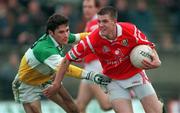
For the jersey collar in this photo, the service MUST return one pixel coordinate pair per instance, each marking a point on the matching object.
(119, 32)
(54, 41)
(60, 47)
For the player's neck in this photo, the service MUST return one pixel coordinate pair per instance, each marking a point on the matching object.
(113, 35)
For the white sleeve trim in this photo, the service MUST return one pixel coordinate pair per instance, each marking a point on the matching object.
(53, 61)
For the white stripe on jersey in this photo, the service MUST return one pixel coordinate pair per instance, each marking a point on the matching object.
(35, 64)
(53, 61)
(31, 59)
(90, 45)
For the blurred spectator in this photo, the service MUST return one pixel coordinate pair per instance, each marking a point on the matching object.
(7, 73)
(22, 25)
(5, 23)
(172, 11)
(123, 10)
(37, 18)
(104, 3)
(143, 19)
(68, 10)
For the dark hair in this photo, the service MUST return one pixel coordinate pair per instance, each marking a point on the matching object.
(108, 10)
(54, 21)
(97, 3)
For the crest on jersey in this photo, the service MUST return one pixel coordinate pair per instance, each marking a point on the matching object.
(124, 42)
(105, 49)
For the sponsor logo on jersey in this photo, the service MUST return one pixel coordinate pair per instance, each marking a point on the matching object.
(124, 42)
(105, 49)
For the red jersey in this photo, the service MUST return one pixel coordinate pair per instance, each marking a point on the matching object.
(113, 54)
(91, 26)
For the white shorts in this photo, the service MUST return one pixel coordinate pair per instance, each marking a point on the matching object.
(94, 66)
(25, 93)
(139, 84)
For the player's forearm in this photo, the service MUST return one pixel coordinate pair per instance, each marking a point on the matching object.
(61, 71)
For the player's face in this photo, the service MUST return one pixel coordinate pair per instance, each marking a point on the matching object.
(106, 24)
(89, 9)
(61, 34)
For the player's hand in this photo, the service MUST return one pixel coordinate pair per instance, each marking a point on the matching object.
(51, 90)
(155, 63)
(98, 78)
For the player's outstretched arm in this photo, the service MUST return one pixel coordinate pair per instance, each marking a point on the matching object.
(98, 78)
(53, 89)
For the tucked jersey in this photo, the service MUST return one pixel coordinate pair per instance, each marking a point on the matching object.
(91, 26)
(42, 59)
(113, 54)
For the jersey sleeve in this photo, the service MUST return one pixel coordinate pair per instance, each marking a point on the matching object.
(139, 36)
(53, 61)
(74, 38)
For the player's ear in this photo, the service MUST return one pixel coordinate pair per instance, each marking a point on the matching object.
(50, 32)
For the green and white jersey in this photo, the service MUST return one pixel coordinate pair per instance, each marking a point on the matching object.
(42, 59)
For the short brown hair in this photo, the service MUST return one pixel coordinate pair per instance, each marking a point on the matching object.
(108, 10)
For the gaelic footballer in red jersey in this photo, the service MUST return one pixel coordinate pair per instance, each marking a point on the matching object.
(113, 54)
(112, 43)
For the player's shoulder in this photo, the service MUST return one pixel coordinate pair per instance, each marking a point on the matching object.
(126, 25)
(44, 49)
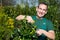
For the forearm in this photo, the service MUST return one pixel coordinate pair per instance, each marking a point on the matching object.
(20, 17)
(49, 34)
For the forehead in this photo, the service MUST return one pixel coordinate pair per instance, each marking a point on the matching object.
(43, 6)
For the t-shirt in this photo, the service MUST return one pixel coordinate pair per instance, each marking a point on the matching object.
(44, 24)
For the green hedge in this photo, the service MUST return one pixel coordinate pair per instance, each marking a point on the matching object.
(11, 29)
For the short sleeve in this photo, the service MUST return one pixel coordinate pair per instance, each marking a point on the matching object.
(50, 26)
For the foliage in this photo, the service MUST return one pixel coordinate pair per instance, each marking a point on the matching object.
(10, 27)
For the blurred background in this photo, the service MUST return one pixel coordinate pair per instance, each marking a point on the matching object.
(10, 9)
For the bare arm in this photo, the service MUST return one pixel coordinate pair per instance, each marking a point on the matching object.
(28, 18)
(50, 34)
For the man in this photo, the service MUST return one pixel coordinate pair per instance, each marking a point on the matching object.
(44, 26)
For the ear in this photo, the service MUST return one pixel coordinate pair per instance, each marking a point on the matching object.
(36, 8)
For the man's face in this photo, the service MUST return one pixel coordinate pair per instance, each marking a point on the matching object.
(41, 10)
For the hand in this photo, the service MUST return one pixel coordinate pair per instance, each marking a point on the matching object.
(39, 32)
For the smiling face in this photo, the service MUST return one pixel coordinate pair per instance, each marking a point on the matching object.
(41, 10)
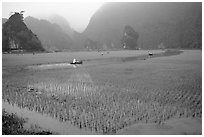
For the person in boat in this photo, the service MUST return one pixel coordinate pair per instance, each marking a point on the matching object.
(76, 61)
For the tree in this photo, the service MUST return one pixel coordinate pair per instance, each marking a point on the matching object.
(130, 37)
(16, 35)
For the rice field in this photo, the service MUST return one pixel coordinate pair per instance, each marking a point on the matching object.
(108, 93)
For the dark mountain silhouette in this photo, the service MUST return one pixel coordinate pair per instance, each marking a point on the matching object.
(175, 25)
(16, 35)
(51, 35)
(62, 22)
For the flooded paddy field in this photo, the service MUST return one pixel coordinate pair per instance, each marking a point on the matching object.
(113, 93)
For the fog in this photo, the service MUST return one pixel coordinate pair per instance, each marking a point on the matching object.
(77, 14)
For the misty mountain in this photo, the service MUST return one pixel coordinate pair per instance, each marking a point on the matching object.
(175, 25)
(4, 20)
(17, 36)
(51, 35)
(62, 22)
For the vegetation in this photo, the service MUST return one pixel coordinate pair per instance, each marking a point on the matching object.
____
▸ Task to carry out:
Please set out all of the material above as a Markdown table with the columns "Row" and "Line", numbering each row and skipping blank lines. Leave the pictures out.

▸ Solution:
| Row | Line |
|---|---|
| 1 | For the jersey collar in this photo, the service MUST return one pixel coordinate pair per instance, each marking a point on the matching object. |
| 2 | (119, 32) |
| 3 | (54, 41) |
| 4 | (60, 47) |
| 5 | For the player's neck in this photo, the service MUST return one pixel coordinate pair per instance, each marking a point on the matching object. |
| 6 | (113, 35) |
| 7 | For the white sleeve trim in this photo, the service MUST return one pixel coordinate pair per instance, each marking a point on the matching object. |
| 8 | (53, 61) |
| 9 | For the white stripe on jersey in this photo, the service MUST return one pixel coordinate pair per instance, each marking a point on the matching object. |
| 10 | (35, 64) |
| 11 | (53, 61) |
| 12 | (31, 59) |
| 13 | (90, 45) |
| 14 | For the blurred spectator in this photo, the service MUST return one pixel coordinate pair per instance, each marking a point on the matching object. |
| 15 | (7, 73) |
| 16 | (22, 25) |
| 17 | (5, 23) |
| 18 | (172, 11) |
| 19 | (123, 10) |
| 20 | (37, 18) |
| 21 | (104, 3) |
| 22 | (143, 19) |
| 23 | (68, 10) |
| 24 | For the dark hair in this photo, the service MUST return one pixel coordinate pair per instance, each marking a point on the matching object. |
| 25 | (108, 10) |
| 26 | (54, 21) |
| 27 | (97, 3) |
| 28 | For the crest on jersey in this photo, the service MUST return one pixel coordinate pair per instance, each marking a point on the matching object. |
| 29 | (124, 42) |
| 30 | (105, 49) |
| 31 | For the sponsor logo on jersey in this photo, the service MUST return one pixel coordinate pair per instance, each marking a point on the matching object. |
| 32 | (124, 42) |
| 33 | (105, 49) |
| 34 | For the red jersey in this photo, the service MUST return one pixel coordinate pair per instance, each marking a point on the matching object. |
| 35 | (113, 54) |
| 36 | (91, 26) |
| 37 | For the white shorts in this photo, the service MUST return one pixel coordinate pair per instance, each marking a point on the matching object. |
| 38 | (94, 66) |
| 39 | (25, 93) |
| 40 | (139, 84) |
| 41 | For the player's forearm in this photo, the service MUST return one pixel coordinate pair per instance, each marking a point on the matching object. |
| 42 | (61, 71) |
| 43 | For the player's face in this photo, the service MUST return one pixel coordinate pair per instance, each marking a point on the matching object. |
| 44 | (106, 24) |
| 45 | (89, 9) |
| 46 | (61, 34) |
| 47 | For the player's hand in this photo, the service MUST return one pixel coordinate pair per instance, each marking a point on the matching object. |
| 48 | (51, 90) |
| 49 | (155, 63) |
| 50 | (98, 78) |
| 51 | For the player's outstretched arm in this photo, the service MUST return one pixel coordinate pair per instance, each marking a point on the matching object. |
| 52 | (98, 78) |
| 53 | (53, 89) |
| 54 | For the tucked jersey in this photo, the service MUST return one pixel coordinate pair per instance, each marking a point on the matching object. |
| 55 | (91, 26) |
| 56 | (42, 59) |
| 57 | (113, 54) |
| 58 | For the jersey sleeve in this photo, the service MUST return one pixel coordinate pair per instance, each marking a point on the matching object. |
| 59 | (139, 36) |
| 60 | (53, 61) |
| 61 | (74, 38) |
| 62 | For the player's ear in this photo, the service MUST return one pixel coordinate pair per instance, each marking a point on the matching object. |
| 63 | (50, 32) |
| 64 | For the green and white jersey in this photo, the service MUST return one pixel coordinate pair per instance, each marking a point on the matching object. |
| 65 | (42, 59) |
| 66 | For the short brown hair in this photo, the service MUST return one pixel coordinate pair per instance, each marking a point on the matching object. |
| 67 | (108, 10) |
| 68 | For the gaelic footballer in red jersey in this photo, the service MUST return one pixel coordinate pair per instance, each marking a point on the matching object. |
| 69 | (113, 54) |
| 70 | (112, 43) |
| 71 | For the player's shoulder in this photo, the service MUST return one pixel coordinate pair per instance, each marking a point on the matching object. |
| 72 | (126, 25) |
| 73 | (44, 49) |
| 74 | For the forearm in this photo, the service MUST return one pixel coordinate pair per instance, each marking a point on the matching object. |
| 75 | (20, 17) |
| 76 | (49, 34) |
| 77 | For the forehead in this photo, the service MUST return one pixel coordinate pair per instance, each marking a point on the matching object. |
| 78 | (43, 6) |
| 79 | For the t-shirt in this photo, the service MUST return one pixel coordinate pair per instance, each marking a point on the matching object. |
| 80 | (44, 24) |
| 81 | For the green hedge in this photo, the service MUST return one pixel coordinate pair per instance, each marking a point on the matching object. |
| 82 | (11, 29) |
| 83 | For the short sleeve in this photo, the service MUST return one pixel coordinate pair per instance, each marking a point on the matching object. |
| 84 | (50, 26) |
| 85 | For the foliage in this photo, the service MUST return one pixel coordinate pair per instance, each marking a point on the matching object. |
| 86 | (10, 27) |
| 87 | For the blurred background in this photo, the service MUST return one pixel coordinate pair per instance, each marking a point on the matching object. |
| 88 | (10, 9) |
| 89 | For the bare arm in this photo, the service MUST return one pixel coordinate pair per instance, each marking a point on the matching object. |
| 90 | (28, 18) |
| 91 | (50, 34) |
| 92 | For the man in this photo, the service MUST return one pixel coordinate pair per instance, each marking a point on the matching object. |
| 93 | (44, 26) |
| 94 | For the ear in this photo, the service MUST return one pixel coordinate pair per instance, each marking a point on the matching object. |
| 95 | (36, 8) |
| 96 | For the man's face in this photo, the service MUST return one pixel coordinate pair per instance, each marking a point on the matching object. |
| 97 | (41, 10) |
| 98 | For the hand in this photo, the service MUST return one pixel coordinate pair per instance, each marking a point on the matching object. |
| 99 | (39, 32) |
| 100 | For the smiling face in this photo, the service MUST return one pixel coordinate pair per instance, each marking a point on the matching object. |
| 101 | (41, 10) |
| 102 | For the person in boat in this photo, the service MUST return one pixel coordinate pair per instance, each marking a point on the matching object. |
| 103 | (76, 61) |
| 104 | For the tree in this photo, the service MUST return one pixel coordinate pair per instance, each marking a point on the matching object. |
| 105 | (130, 37) |
| 106 | (16, 35) |
| 107 | For the rice field in this photo, the service MUST return one pixel coordinate pair per instance, each marking a point on the matching object. |
| 108 | (108, 93) |
| 109 | For the dark mountain silhouette in this photo, the service MUST return one pixel coordinate pair per instance, each marking a point on the matching object. |
| 110 | (175, 25) |
| 111 | (16, 35) |
| 112 | (51, 35) |
| 113 | (62, 22) |
| 114 | For the flooded paddy field in this photo, the service MUST return one pixel coordinate pair per instance, each marking a point on the matching object. |
| 115 | (113, 93) |
| 116 | For the fog in this photo, the service MUST return one pixel coordinate pair per instance, each marking a point on the matching object. |
| 117 | (77, 14) |
| 118 | For the misty mountain in this photo, the service MUST return one pixel coordinate pair per instance, each marking a point on the matching object. |
| 119 | (175, 25) |
| 120 | (4, 20) |
| 121 | (17, 36) |
| 122 | (51, 35) |
| 123 | (62, 22) |
| 124 | For the vegetation in this photo, the service MUST return one pixel coordinate pair per instance, each marking a point on the matching object. |